··· PAGE EXCERPT
There’s a New Wells Fargo Scandal: This Time It’s the TruCoat

The bank has been billing unsuspecting customers for “optional” products. Jerry Lundegaard would be proud.

NEW YORK, NY - APRIL 15:  Pedestrians pass a Wells Fargo bank branch in lower Manhattan on April 15, 2016 in New York City. As global markets continue to be rattled by the fall in energy prices and the easing of the Chinese economy, JPMorgan Chase, Bank of America and Wells Fargo announced on Thursday that their profits fell in the first quarter. At JPMorgan revenue fell 13 percent from a year earlier.  (Photo by Spencer Platt/Getty Images)
Pedestrians pass a Wells Fargo bank branch in lower Manhattan on April 15, 2016 in New York. Photo: Spencer Platt/Getty Images

Beginning in at least in 2009, Wells Fargo teamed up with a home warranty firm to foist a product on unsuspecting mortgage customers, according to a new investigation bubbling up in the Wall Street trade press.

The story was first reported by The Capitol Forum, a paywalled investigative site catering to policymakers and investors, and based on several dozen consumer complaints filed online and with the Federal Trade Commission. Complainants allege that they discovered surprise charges on their mortgage bills for the service, labeled an “optional product,” and found it difficult to get Wells Fargo to remove them.
······
··· LISTED RECORDS
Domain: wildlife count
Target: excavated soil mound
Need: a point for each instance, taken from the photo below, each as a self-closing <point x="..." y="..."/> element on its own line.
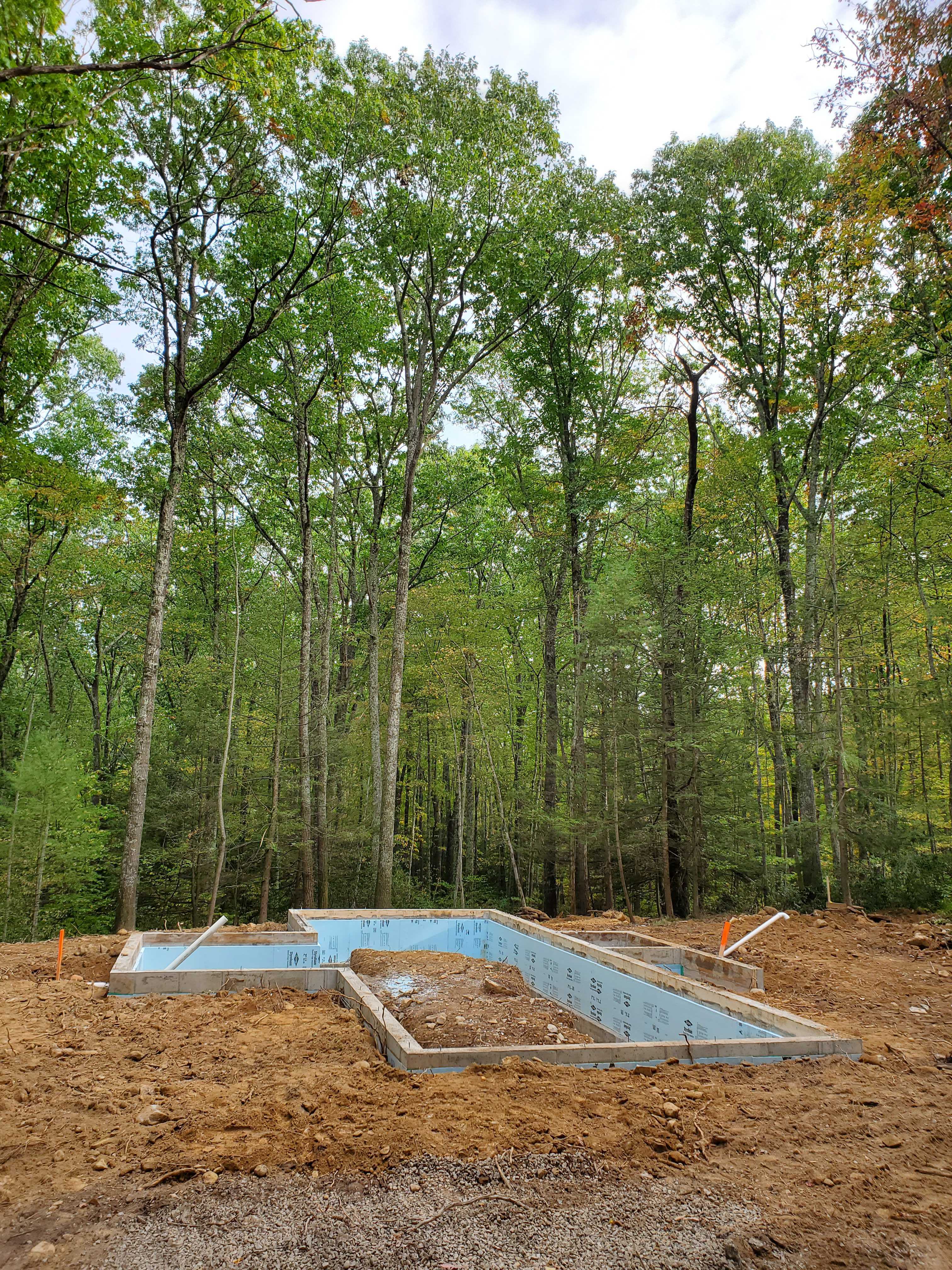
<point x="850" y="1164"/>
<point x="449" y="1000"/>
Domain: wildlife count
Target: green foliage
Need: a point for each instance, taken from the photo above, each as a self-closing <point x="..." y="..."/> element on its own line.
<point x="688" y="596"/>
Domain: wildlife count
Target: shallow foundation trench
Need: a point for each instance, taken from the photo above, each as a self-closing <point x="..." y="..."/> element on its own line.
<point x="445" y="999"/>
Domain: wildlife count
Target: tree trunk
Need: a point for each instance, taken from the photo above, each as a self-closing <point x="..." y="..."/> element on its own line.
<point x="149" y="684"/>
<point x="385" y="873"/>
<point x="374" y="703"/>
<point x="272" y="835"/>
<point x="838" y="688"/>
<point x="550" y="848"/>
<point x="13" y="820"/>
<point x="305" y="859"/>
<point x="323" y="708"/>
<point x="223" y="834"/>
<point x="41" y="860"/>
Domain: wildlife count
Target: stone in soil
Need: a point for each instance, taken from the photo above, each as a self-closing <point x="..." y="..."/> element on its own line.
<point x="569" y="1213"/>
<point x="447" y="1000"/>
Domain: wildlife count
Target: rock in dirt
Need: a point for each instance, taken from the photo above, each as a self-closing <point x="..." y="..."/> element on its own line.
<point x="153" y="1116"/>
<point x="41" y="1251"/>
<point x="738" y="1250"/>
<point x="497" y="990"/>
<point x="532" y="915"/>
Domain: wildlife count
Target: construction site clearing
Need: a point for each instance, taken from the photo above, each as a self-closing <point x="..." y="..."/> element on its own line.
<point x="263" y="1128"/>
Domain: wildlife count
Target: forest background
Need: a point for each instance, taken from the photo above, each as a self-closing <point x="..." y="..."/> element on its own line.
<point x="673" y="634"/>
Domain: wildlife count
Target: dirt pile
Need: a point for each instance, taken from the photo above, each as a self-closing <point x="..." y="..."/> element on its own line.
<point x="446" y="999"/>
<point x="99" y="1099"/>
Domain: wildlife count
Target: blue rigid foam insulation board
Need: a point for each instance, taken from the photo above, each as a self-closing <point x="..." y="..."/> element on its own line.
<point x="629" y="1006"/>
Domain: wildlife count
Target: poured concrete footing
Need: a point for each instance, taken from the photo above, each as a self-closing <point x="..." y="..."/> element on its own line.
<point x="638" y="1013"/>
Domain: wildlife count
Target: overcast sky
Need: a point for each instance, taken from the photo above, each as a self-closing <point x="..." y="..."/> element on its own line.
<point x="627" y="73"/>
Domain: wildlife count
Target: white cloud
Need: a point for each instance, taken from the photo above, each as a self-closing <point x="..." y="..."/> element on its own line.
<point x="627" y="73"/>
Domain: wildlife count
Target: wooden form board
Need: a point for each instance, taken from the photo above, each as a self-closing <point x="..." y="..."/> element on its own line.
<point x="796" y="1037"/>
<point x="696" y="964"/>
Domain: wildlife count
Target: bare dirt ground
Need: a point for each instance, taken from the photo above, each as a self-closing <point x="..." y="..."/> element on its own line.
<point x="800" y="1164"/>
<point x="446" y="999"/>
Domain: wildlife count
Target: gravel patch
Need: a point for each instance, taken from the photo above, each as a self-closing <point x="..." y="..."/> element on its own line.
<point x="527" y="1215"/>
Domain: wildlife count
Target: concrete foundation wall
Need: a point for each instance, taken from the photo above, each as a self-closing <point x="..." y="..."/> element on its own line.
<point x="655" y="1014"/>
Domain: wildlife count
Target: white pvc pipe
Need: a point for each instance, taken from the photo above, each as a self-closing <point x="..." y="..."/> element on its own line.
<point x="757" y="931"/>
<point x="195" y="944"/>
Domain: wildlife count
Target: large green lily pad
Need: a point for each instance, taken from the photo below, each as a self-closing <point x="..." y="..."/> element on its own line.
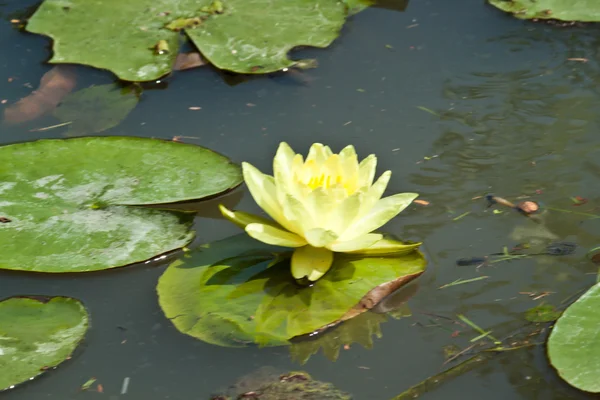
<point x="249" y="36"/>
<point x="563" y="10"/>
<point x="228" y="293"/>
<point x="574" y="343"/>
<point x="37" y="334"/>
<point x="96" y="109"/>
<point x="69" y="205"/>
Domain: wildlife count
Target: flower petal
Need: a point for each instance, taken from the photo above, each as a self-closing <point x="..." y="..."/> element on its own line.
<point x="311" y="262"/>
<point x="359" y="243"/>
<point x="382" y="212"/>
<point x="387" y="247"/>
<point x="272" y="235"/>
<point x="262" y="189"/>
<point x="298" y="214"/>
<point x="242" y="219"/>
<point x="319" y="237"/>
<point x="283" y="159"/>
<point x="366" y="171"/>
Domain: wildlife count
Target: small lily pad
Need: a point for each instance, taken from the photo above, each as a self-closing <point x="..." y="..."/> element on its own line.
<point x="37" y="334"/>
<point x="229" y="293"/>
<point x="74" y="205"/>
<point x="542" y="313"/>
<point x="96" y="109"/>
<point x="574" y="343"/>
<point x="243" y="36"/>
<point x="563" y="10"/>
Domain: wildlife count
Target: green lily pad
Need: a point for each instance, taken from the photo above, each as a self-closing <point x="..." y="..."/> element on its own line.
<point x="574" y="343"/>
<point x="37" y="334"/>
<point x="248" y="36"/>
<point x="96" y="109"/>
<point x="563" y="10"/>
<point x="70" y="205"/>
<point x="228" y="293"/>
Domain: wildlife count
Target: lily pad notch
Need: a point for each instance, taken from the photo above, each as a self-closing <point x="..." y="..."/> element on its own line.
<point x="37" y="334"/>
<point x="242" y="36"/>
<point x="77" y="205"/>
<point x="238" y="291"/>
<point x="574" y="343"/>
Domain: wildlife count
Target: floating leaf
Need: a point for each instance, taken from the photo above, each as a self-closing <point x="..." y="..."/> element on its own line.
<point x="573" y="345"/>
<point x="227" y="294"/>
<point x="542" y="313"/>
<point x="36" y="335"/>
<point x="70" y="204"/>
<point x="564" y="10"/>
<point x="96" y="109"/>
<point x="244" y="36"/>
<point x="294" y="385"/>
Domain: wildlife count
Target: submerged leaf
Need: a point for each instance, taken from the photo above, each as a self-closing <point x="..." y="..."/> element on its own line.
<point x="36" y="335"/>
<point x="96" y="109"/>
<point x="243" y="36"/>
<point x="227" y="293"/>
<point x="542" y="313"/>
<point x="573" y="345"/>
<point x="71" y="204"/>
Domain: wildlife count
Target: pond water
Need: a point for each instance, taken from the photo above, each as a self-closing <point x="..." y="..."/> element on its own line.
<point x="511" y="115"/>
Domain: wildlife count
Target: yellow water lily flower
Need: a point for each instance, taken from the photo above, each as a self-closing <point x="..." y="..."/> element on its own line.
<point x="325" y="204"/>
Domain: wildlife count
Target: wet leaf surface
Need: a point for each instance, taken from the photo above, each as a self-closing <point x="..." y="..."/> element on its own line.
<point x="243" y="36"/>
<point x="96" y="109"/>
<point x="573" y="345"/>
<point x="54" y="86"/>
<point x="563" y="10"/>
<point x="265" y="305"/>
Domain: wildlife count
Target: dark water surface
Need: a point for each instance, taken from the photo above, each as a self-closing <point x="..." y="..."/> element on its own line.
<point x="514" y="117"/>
······
:: EXERCISE TASKS ::
A. Transcribe the part of the Wells Fargo article that opens with the words containing "The bank has" and closes with "Spencer Platt/Getty Images)".
B. Please list every bank named in the Wells Fargo article.

:: ANSWERS FOR THE TASKS ::
A.
The bank has been billing unsuspecting customers for “optional” products. Jerry Lundegaard would be proud.

NEW YORK, NY - APRIL 15:  Pedestrians pass a Wells Fargo bank branch in lower Manhattan on April 15, 2016 in New York City. As global markets continue to be rattled by the fall in energy prices and the easing of the Chinese economy, JPMorgan Chase, Bank of America and Wells Fargo announced on Thursday that their profits fell in the first quarter. At JPMorgan revenue fell 13 percent from a year earlier.  (Photo by Spencer Platt/Getty Images)

B. Wells Fargo, JPMorgan Chase, Bank of America